=== Section Start ===

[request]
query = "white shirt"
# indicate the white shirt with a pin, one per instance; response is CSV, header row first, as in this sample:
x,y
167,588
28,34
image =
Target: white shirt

=== Section End ===

▶ [YOUR OBJECTIVE] Nothing may be omitted; retype every record exactly.

▶ [RESULT BELOW]
[request]
query = "white shirt"
# indicate the white shirt with a pin, one per instance; response is CSV, header row first, as in this sample:
x,y
167,588
28,34
image =
Target: white shirt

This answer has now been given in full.